▶ Goal
Please copy the records from the start up to and including the line with "183 128 L 187", requests included, and raise every number in the answers (the viewBox dimensions and path coordinates) by 5.

(Dataset entries)
★ ★ ★
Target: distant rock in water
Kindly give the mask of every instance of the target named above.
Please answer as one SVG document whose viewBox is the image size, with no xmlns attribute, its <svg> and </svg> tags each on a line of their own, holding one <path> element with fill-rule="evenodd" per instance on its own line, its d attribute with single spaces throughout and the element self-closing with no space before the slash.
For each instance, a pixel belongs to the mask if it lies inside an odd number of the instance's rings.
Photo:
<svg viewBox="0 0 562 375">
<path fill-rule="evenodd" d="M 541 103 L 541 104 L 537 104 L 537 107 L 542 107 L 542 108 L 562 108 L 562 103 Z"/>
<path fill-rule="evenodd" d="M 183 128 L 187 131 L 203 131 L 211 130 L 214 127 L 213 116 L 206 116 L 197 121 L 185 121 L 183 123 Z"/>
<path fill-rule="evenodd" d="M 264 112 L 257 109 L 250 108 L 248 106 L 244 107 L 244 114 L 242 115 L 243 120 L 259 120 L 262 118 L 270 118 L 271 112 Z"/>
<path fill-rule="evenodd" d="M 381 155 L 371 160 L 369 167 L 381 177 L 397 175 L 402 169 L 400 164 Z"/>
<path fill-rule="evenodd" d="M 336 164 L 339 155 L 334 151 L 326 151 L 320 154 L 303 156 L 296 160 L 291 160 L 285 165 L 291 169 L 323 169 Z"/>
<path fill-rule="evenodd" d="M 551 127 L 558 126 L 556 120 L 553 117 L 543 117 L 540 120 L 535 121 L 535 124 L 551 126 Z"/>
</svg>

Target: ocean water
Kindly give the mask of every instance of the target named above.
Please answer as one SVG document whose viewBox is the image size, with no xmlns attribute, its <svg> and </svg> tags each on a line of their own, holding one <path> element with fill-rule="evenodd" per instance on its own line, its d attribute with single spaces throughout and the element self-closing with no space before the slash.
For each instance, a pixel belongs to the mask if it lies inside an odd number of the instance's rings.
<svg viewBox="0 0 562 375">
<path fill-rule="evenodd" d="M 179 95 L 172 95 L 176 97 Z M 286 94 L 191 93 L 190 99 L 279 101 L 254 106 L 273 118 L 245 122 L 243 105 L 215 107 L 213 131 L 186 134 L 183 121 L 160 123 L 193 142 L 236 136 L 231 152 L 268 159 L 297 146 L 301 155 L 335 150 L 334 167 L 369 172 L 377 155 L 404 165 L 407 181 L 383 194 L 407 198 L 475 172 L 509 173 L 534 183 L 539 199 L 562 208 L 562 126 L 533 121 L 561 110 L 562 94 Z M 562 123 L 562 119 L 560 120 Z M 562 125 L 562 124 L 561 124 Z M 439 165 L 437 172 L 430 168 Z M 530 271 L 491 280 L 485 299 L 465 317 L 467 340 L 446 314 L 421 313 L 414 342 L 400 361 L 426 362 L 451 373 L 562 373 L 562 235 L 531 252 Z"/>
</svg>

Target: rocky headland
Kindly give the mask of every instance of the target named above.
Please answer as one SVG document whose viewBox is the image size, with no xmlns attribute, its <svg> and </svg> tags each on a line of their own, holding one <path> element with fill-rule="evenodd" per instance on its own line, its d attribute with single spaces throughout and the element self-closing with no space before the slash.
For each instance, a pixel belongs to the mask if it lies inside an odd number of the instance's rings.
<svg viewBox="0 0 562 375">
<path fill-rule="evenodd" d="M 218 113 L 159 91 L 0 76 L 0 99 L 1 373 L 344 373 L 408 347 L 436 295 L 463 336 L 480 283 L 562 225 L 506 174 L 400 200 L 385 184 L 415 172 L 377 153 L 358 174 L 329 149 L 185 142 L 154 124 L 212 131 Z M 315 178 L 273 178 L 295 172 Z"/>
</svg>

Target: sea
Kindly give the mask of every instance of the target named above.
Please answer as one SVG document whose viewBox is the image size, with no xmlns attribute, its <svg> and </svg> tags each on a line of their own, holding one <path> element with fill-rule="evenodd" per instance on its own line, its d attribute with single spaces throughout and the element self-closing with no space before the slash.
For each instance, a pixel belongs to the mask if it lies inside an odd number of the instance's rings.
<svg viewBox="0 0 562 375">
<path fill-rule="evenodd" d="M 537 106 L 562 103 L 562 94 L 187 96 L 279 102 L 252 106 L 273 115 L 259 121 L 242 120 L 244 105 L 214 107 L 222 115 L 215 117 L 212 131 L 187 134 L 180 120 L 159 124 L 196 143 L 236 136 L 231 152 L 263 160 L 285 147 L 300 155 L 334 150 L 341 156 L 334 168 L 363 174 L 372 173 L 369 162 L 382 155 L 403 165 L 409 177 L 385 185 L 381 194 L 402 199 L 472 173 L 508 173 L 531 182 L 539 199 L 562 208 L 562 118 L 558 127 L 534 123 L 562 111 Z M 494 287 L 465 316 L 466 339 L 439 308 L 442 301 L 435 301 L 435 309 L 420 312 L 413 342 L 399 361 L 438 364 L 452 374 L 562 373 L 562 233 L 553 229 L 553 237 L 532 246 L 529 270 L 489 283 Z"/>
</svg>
★ ★ ★
▶ Written response
Target: distant rock in water
Kindly give the mask of every instance of the target named above.
Please answer as one SVG document whose viewBox is the image size, with no xmlns attribute, its <svg> and </svg> tags each on a line of their own, holding one <path> element with fill-rule="evenodd" per instance on its own line, its d attribute with single spaces throughout and the element self-closing with no space before the slash.
For each instance, a pixel belongs to the mask if it lies inside an odd number of the instance's rings.
Photo:
<svg viewBox="5 5 567 380">
<path fill-rule="evenodd" d="M 546 108 L 546 109 L 542 109 L 542 112 L 547 112 L 547 113 L 567 113 L 567 108 Z"/>
<path fill-rule="evenodd" d="M 188 133 L 192 136 L 208 136 L 216 135 L 219 132 L 218 121 L 211 121 L 202 126 L 190 126 L 188 128 Z"/>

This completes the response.